Short problem ▸
Count how many lines in the records below contain the word "dark". Reply with only that number.

Supplied data ▸
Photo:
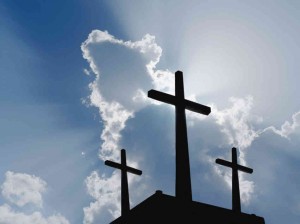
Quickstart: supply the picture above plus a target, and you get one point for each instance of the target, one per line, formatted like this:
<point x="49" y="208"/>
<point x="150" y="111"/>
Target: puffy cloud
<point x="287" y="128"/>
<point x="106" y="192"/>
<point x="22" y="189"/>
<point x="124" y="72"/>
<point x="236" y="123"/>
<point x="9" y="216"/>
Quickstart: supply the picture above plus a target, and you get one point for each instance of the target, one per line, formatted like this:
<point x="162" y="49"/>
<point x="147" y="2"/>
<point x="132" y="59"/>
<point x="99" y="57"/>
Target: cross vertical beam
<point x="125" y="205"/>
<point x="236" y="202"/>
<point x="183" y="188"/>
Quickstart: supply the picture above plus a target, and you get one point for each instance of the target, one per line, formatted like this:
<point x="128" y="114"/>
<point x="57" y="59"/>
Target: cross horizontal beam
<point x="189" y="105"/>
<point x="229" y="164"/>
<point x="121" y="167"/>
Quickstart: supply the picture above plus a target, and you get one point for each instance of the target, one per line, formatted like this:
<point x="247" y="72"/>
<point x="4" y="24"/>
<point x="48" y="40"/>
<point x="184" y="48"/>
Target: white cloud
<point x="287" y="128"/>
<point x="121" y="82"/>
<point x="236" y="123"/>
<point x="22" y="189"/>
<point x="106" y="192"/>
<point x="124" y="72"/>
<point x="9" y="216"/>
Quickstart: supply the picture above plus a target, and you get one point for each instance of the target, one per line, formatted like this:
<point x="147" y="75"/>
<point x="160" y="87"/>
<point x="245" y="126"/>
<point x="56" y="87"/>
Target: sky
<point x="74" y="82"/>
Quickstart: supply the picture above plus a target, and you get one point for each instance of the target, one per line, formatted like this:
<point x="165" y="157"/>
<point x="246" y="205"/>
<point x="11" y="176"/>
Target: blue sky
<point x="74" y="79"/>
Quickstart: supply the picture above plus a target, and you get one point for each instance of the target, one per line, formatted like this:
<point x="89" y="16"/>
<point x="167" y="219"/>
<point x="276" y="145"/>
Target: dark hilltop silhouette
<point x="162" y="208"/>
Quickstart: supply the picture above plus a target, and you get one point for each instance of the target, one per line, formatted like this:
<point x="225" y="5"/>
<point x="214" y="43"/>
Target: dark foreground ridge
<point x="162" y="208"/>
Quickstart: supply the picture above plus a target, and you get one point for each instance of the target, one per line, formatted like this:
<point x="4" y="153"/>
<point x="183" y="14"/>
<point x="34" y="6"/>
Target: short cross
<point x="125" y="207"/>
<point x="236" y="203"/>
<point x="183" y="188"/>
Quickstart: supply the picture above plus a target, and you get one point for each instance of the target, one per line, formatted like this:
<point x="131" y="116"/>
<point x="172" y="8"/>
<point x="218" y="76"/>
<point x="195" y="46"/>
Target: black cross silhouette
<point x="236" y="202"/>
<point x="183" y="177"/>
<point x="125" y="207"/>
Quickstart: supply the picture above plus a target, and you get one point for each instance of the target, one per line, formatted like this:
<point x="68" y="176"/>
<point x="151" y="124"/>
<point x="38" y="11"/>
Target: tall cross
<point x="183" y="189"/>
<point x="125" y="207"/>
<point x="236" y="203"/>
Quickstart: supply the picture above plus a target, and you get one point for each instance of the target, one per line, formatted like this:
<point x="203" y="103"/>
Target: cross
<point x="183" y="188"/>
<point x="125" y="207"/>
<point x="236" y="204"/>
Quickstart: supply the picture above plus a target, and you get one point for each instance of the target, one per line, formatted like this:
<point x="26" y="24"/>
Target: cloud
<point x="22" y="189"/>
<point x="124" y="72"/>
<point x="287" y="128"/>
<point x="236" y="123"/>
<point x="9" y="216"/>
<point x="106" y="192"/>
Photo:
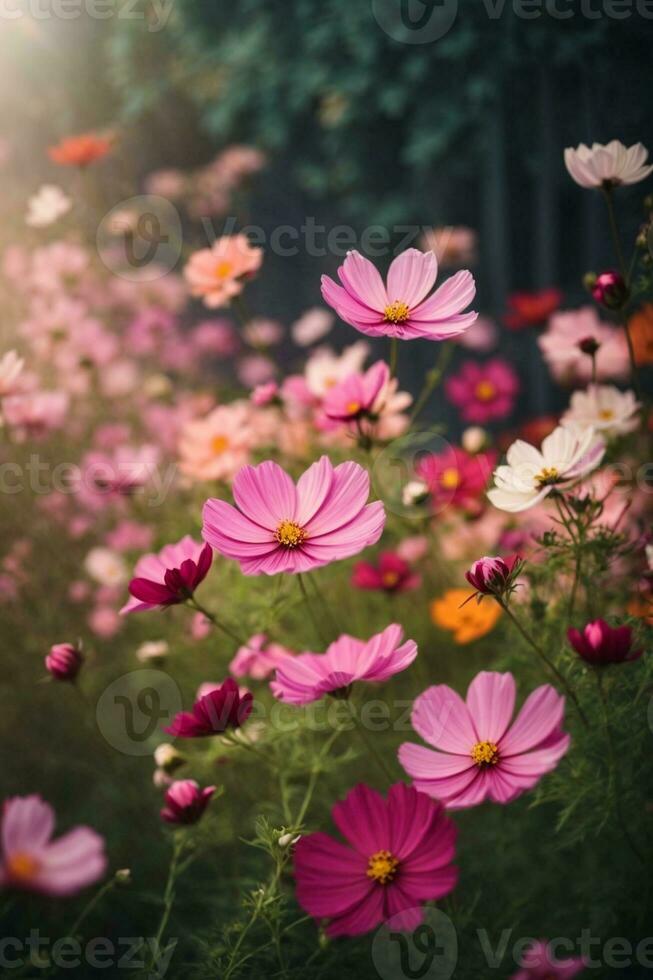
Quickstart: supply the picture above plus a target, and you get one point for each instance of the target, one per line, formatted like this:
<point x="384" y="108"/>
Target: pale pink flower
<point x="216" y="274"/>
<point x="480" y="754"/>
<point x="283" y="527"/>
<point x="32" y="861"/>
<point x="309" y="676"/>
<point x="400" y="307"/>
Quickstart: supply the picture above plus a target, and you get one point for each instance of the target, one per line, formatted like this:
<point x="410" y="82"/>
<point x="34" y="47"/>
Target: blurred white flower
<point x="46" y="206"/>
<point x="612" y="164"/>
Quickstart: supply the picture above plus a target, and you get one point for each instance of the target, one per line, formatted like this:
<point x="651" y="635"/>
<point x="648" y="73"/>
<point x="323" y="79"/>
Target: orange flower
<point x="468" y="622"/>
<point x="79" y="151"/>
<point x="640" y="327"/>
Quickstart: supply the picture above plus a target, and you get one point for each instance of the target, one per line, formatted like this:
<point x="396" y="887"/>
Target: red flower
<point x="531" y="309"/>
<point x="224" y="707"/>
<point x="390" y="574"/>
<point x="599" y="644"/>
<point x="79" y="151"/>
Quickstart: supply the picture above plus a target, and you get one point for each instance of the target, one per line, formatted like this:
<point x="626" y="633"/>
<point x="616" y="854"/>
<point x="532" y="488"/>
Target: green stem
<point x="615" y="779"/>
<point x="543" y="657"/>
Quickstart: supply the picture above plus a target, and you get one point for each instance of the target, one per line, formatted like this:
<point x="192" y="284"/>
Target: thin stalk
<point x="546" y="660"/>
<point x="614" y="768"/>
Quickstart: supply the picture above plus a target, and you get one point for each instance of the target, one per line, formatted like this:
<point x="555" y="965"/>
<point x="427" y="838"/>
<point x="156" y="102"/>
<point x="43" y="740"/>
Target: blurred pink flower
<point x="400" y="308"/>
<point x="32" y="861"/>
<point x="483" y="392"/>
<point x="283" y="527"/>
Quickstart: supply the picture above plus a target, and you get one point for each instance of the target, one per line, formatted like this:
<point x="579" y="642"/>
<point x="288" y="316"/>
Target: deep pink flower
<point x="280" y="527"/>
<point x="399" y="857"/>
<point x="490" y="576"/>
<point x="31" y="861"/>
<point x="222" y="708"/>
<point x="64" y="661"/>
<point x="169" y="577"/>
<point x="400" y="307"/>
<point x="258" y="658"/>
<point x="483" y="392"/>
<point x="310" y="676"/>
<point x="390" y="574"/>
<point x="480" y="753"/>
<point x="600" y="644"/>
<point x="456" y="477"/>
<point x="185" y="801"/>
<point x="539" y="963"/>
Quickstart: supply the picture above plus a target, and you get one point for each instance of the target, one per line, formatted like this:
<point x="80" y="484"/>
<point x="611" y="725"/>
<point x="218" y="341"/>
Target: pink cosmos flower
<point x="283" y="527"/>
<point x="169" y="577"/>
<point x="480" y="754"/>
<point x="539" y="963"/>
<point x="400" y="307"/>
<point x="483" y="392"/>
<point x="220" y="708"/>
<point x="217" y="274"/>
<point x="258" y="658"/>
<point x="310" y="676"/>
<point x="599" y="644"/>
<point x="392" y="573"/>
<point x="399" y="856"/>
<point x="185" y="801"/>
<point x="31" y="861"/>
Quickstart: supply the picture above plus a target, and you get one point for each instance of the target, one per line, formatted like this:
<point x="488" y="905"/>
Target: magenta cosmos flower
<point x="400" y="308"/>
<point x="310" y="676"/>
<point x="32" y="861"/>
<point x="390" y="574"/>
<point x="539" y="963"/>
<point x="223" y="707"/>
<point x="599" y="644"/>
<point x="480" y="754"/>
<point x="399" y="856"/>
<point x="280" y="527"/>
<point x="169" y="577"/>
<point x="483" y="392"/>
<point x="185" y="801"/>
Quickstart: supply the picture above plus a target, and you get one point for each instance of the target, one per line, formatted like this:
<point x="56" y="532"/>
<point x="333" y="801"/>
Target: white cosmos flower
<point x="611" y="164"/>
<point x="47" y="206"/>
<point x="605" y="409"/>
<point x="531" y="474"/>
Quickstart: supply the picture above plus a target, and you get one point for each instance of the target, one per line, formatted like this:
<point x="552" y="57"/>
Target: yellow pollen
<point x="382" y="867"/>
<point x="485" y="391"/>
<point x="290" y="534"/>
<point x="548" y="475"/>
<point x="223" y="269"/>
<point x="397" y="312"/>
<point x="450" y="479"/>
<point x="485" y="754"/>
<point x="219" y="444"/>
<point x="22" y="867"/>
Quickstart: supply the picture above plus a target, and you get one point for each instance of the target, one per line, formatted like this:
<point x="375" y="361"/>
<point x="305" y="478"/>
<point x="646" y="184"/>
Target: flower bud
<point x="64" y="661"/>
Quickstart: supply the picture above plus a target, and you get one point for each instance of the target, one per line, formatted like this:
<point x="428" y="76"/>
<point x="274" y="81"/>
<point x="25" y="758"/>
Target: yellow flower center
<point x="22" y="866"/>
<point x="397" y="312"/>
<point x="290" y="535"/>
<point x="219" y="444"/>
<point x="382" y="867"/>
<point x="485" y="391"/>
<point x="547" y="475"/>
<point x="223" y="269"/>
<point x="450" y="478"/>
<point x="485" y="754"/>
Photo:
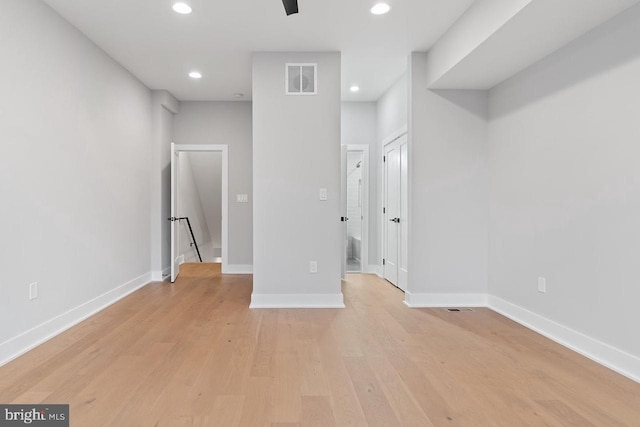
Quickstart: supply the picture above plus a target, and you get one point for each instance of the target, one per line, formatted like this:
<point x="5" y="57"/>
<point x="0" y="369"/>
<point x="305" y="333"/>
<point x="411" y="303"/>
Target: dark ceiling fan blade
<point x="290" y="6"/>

Task solution ▸
3